* **Description of the task**
Could you copy out every line of the data where the word "below" occurs?

[Point localization data]
************

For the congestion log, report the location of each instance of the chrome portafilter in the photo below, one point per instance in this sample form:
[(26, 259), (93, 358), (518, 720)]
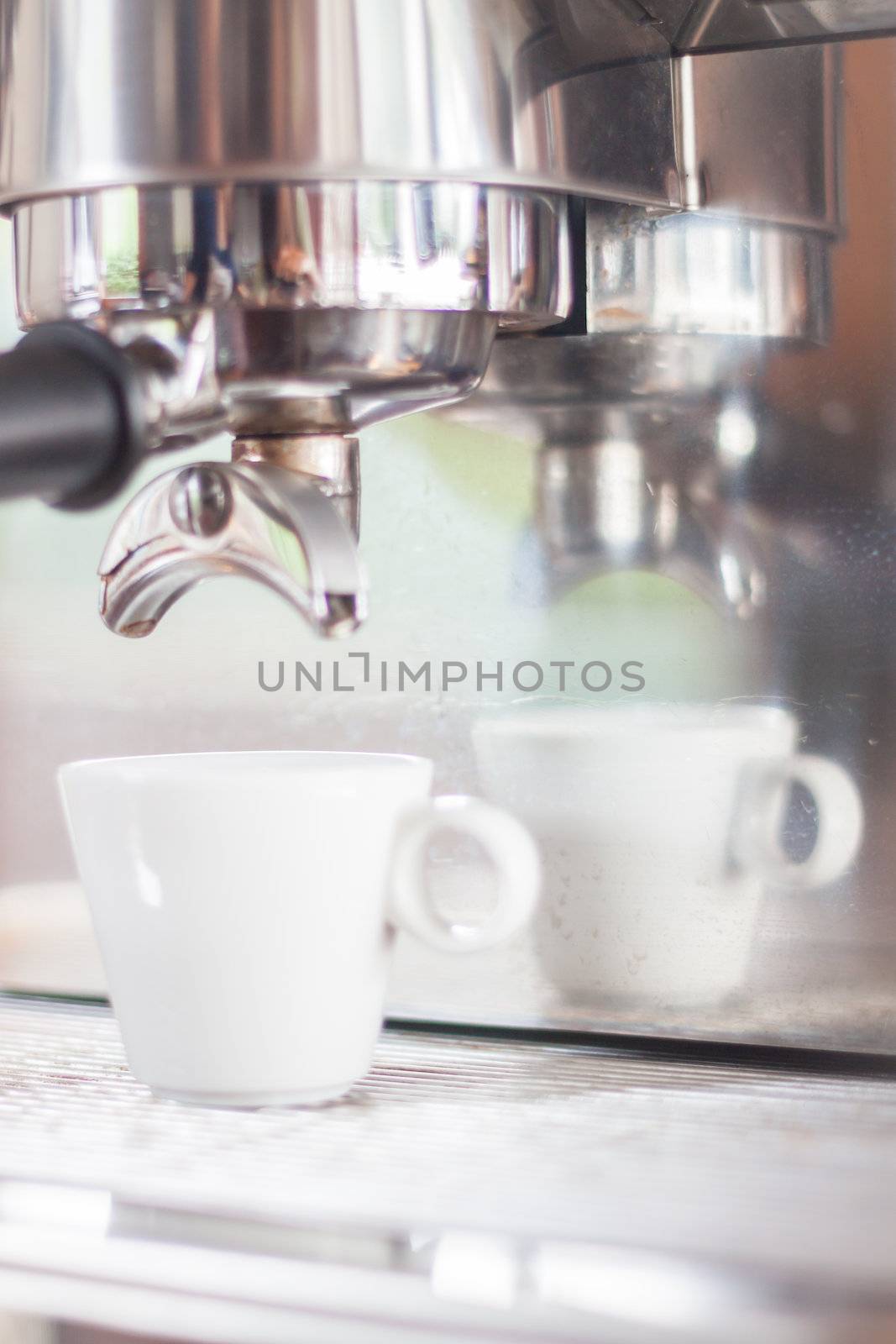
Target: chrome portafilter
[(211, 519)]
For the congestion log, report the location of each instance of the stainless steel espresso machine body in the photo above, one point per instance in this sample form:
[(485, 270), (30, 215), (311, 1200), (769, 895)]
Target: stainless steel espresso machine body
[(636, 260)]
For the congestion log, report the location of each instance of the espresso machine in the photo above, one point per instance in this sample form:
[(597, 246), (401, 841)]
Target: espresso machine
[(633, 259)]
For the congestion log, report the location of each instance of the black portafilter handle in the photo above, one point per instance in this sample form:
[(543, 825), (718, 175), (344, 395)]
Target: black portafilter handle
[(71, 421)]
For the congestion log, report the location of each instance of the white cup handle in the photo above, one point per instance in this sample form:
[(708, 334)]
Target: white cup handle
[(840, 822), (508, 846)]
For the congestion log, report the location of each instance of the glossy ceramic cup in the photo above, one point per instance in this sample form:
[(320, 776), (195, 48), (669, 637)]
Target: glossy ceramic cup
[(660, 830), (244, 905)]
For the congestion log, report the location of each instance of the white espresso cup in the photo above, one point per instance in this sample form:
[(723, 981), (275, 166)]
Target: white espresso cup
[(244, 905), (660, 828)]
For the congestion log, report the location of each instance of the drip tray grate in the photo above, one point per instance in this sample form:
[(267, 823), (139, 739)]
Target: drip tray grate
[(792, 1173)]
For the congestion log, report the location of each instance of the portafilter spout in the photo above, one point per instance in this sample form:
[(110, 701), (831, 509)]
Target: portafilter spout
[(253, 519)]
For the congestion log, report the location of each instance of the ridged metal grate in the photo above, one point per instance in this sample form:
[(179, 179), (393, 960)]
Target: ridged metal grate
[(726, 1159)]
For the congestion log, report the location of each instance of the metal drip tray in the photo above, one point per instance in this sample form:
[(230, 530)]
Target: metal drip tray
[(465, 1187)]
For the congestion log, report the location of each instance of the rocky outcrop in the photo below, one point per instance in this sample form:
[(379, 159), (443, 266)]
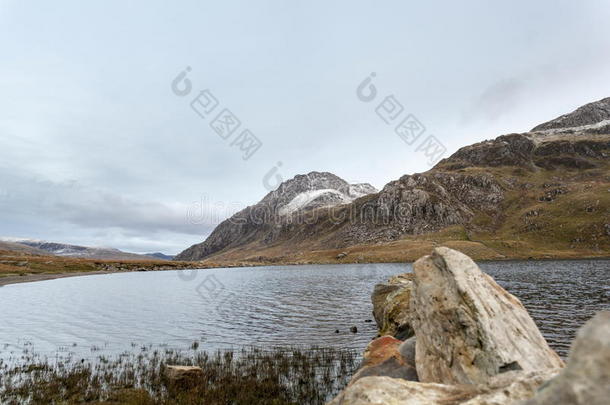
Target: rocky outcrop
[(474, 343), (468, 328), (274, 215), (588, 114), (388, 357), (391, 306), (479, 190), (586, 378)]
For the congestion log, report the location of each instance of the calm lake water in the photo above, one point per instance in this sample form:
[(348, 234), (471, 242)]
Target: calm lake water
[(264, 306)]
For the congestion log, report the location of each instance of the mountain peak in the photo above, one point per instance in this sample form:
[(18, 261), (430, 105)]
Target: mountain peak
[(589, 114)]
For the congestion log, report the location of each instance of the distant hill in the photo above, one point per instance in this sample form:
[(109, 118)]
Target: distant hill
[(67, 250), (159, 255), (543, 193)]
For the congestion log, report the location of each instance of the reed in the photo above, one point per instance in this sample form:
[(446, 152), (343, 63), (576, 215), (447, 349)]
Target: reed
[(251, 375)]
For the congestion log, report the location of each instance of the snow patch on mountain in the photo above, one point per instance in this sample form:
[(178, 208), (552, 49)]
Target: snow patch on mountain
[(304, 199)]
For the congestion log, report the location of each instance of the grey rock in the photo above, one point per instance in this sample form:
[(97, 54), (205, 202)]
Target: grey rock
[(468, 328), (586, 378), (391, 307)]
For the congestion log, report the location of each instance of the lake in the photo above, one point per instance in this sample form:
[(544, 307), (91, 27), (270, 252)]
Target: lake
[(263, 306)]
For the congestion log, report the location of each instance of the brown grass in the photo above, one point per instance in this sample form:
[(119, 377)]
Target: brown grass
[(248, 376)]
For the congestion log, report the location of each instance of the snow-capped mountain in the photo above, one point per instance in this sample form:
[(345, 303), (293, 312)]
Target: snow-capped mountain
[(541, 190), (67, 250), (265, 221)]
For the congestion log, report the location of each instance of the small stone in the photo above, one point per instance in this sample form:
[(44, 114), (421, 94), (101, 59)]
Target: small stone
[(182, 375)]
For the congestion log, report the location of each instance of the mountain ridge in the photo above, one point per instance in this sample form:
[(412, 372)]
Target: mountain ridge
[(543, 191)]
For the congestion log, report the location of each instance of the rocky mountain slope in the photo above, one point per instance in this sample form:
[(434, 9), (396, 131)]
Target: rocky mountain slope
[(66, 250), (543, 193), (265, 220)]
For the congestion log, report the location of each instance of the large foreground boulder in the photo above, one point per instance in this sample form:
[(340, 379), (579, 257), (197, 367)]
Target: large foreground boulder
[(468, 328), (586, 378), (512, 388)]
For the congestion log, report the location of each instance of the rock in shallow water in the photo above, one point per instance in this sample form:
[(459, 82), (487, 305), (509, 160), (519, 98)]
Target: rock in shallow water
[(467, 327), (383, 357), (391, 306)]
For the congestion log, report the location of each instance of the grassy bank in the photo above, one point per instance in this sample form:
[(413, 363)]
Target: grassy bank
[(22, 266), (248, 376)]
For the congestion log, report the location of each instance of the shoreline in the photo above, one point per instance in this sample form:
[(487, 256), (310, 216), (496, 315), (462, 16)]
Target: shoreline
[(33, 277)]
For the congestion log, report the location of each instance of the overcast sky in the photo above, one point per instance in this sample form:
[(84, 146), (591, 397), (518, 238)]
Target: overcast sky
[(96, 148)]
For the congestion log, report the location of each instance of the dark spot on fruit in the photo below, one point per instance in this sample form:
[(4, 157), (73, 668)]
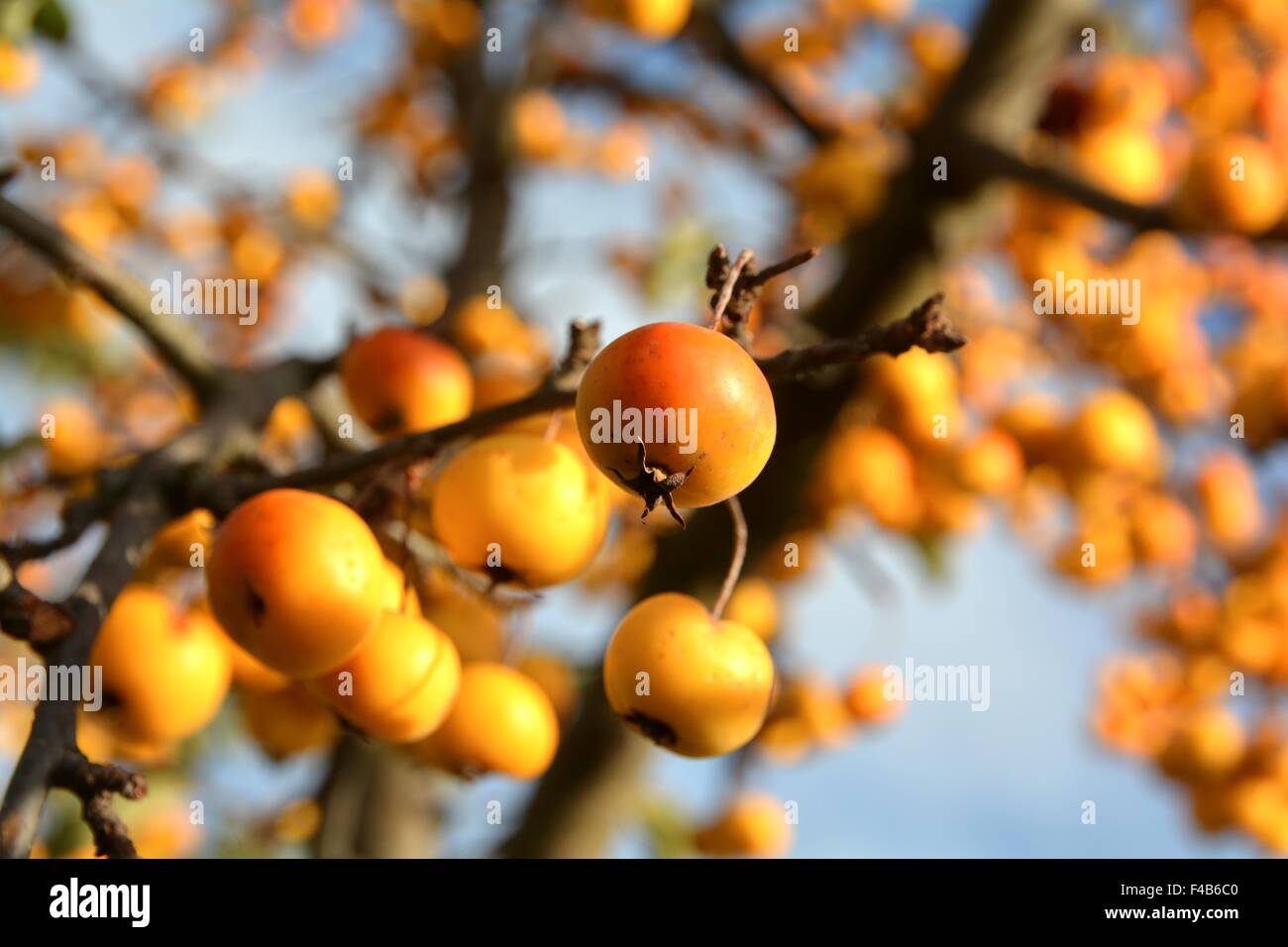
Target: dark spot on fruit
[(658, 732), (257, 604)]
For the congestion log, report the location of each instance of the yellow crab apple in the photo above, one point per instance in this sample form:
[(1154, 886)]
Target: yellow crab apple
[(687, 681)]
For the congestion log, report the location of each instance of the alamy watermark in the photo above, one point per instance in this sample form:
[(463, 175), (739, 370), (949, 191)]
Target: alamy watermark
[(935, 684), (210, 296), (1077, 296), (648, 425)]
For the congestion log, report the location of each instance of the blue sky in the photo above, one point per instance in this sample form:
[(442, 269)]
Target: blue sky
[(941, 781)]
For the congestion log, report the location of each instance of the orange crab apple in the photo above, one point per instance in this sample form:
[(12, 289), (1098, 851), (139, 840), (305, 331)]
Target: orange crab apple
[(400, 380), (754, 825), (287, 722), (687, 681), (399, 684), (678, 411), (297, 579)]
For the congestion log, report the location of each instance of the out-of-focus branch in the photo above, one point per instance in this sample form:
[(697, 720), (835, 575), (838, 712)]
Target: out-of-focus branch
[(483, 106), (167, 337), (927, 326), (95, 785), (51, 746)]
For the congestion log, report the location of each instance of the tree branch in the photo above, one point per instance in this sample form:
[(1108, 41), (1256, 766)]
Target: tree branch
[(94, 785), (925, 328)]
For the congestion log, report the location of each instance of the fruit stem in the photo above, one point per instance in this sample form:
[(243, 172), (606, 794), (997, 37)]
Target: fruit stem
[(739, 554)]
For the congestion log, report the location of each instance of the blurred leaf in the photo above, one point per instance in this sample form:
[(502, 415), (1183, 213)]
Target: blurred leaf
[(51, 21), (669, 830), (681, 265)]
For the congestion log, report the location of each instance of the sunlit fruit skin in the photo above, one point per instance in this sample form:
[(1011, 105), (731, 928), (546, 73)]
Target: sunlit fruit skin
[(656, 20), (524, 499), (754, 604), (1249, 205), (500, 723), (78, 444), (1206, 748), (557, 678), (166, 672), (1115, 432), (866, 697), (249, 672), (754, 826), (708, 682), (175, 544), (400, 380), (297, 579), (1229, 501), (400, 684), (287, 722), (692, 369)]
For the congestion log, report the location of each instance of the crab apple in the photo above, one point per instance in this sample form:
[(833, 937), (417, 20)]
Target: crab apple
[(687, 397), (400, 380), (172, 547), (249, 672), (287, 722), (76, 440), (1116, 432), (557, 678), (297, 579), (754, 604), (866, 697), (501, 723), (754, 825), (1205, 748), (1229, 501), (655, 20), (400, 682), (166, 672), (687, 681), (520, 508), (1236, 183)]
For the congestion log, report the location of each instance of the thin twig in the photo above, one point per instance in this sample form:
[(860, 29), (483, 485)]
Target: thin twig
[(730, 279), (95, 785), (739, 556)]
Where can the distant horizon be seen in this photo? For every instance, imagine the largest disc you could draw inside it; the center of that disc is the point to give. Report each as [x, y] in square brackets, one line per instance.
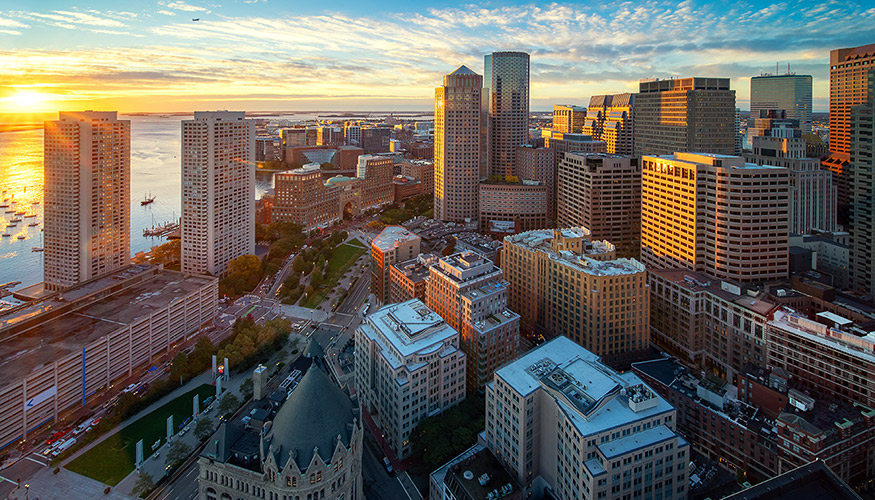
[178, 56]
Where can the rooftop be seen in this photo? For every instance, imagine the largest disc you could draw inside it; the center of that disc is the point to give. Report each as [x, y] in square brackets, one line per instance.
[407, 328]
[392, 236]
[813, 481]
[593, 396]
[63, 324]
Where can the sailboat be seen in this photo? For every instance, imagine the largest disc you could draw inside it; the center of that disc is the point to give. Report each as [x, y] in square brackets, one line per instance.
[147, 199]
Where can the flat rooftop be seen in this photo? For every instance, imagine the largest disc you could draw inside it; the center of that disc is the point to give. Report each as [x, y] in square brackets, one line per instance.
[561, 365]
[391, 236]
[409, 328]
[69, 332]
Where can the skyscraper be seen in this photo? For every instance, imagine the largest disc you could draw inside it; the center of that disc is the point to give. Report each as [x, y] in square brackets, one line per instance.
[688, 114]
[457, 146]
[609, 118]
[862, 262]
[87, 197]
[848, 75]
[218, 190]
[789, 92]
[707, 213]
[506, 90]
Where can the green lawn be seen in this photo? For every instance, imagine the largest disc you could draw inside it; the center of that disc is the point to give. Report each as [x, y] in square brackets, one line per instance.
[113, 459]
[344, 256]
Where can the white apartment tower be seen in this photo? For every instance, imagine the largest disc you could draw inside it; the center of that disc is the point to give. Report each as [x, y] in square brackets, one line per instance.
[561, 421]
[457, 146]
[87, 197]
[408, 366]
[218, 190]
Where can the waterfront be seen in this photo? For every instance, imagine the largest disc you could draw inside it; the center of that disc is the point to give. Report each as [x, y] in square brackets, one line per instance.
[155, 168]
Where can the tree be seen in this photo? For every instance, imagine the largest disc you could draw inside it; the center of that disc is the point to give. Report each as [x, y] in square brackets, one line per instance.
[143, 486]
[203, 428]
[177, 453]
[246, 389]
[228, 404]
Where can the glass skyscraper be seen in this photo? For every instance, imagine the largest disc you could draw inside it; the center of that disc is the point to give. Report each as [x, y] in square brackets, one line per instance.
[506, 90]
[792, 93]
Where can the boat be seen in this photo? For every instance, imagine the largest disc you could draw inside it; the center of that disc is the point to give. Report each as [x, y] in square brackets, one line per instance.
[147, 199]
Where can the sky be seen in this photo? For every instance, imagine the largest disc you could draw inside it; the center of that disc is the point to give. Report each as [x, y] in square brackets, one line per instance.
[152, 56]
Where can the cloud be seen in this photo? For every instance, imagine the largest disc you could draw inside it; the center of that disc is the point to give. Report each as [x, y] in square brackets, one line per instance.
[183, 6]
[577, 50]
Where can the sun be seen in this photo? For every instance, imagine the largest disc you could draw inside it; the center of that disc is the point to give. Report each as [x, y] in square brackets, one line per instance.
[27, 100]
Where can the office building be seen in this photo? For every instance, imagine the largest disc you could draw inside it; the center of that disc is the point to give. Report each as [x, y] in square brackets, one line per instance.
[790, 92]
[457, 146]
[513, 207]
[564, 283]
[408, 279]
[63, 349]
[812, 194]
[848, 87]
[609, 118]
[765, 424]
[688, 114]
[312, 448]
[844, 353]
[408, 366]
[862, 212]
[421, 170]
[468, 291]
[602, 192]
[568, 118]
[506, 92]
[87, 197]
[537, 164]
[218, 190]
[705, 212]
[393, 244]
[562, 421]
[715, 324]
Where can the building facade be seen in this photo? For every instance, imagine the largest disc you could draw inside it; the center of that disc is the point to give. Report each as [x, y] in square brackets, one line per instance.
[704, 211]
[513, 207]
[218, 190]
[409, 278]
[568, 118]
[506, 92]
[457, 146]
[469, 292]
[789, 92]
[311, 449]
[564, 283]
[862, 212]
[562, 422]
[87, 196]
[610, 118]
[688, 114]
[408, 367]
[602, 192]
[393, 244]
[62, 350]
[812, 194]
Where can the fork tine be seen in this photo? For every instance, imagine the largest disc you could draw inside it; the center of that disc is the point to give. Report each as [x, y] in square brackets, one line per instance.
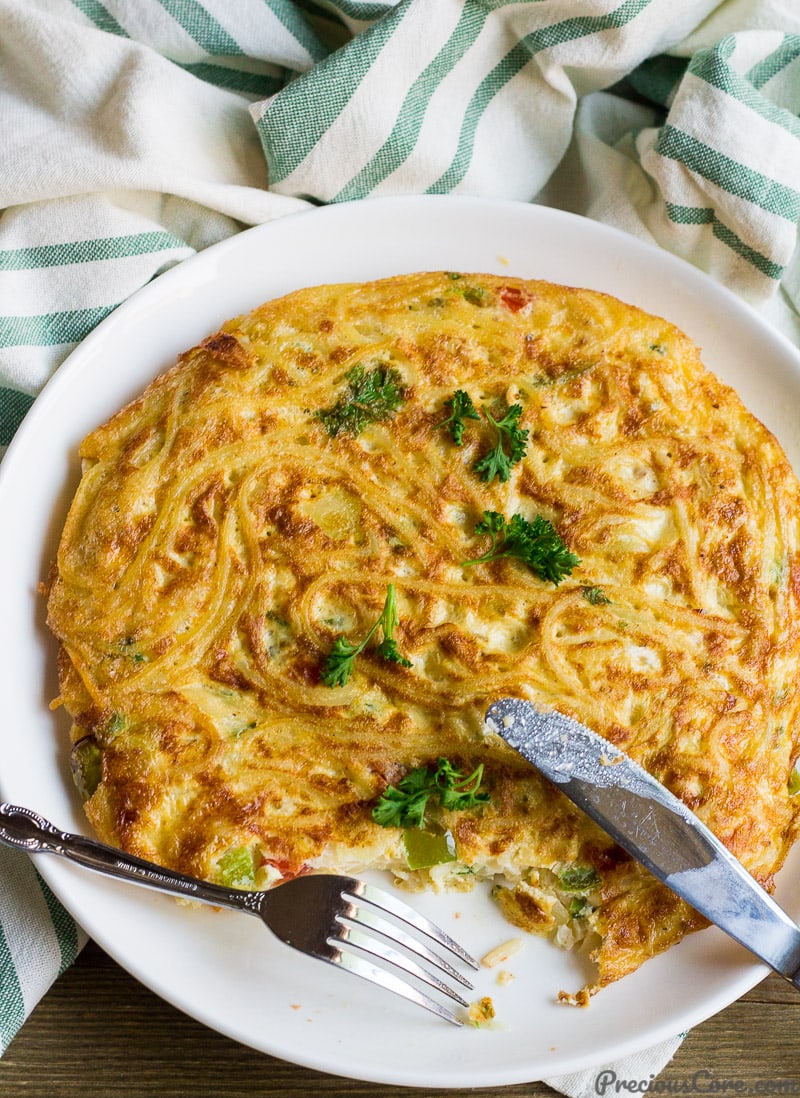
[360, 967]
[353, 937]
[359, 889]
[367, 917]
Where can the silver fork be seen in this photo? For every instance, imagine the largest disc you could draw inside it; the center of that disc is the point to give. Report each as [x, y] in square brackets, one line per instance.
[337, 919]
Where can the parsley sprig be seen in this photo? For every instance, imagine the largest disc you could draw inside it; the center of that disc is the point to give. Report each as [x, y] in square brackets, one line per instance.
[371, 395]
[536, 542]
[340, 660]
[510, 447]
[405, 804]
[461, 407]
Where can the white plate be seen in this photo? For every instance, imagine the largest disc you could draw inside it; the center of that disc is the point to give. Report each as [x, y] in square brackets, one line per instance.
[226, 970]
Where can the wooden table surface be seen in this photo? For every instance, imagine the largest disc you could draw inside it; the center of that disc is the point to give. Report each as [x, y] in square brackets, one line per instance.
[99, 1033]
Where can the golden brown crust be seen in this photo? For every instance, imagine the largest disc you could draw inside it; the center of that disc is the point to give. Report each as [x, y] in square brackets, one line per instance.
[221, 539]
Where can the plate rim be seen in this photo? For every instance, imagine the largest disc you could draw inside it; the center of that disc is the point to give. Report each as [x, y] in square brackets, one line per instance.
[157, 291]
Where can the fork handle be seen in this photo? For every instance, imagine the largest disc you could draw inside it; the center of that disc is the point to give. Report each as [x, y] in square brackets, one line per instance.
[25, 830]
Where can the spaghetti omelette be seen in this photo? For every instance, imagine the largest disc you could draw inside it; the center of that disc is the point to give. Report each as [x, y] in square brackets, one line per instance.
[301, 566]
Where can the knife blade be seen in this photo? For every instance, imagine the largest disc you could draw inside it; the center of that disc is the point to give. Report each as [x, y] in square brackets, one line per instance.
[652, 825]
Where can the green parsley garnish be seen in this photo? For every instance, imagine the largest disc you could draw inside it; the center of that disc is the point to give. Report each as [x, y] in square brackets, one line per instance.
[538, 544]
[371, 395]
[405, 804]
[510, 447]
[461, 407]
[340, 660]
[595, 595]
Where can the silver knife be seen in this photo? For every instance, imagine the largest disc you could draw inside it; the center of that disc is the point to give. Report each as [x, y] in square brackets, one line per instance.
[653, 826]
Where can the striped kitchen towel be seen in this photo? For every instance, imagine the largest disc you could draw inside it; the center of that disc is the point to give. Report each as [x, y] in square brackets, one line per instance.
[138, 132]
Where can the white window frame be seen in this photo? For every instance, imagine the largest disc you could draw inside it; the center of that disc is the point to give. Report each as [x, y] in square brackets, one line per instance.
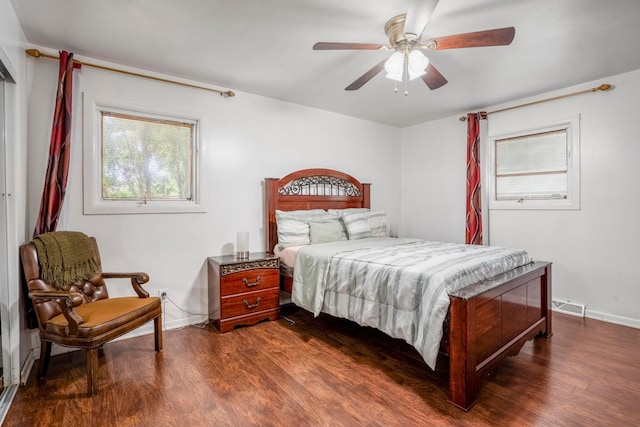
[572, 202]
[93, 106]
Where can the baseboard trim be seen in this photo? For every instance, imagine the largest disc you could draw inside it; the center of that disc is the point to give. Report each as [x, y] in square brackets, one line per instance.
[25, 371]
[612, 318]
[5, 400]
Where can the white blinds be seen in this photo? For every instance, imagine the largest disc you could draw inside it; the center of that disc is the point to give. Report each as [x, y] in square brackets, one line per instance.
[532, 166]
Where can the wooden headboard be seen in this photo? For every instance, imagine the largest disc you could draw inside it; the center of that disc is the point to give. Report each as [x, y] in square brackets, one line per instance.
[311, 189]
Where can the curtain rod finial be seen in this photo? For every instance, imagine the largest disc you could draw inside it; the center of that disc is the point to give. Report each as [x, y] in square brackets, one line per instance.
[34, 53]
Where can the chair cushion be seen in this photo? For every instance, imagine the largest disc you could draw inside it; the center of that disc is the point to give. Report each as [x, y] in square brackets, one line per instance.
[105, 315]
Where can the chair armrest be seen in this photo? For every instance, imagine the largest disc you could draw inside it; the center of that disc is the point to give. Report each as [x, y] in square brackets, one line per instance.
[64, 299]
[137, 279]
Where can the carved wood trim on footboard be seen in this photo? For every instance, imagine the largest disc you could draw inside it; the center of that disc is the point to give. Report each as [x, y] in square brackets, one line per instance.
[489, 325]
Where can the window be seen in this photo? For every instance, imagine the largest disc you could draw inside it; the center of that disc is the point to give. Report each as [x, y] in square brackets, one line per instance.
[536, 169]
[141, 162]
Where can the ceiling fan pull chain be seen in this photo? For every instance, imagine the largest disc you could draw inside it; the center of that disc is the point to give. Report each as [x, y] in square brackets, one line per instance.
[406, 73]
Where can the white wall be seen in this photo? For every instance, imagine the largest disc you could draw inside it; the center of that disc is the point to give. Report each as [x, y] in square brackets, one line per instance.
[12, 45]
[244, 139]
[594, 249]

************

* **Written answer**
For the congestion log, report the location of each instance of the chrome portafilter in the photo below, one point per instance in this sample form:
For the congestion log, report the location of each instance of the rocky outcrop in the photo below, one point per instance in this sample form:
For the congestion log, report the location of each instance of the dark spot on fruit in the photo below, one point per instance in this sample form:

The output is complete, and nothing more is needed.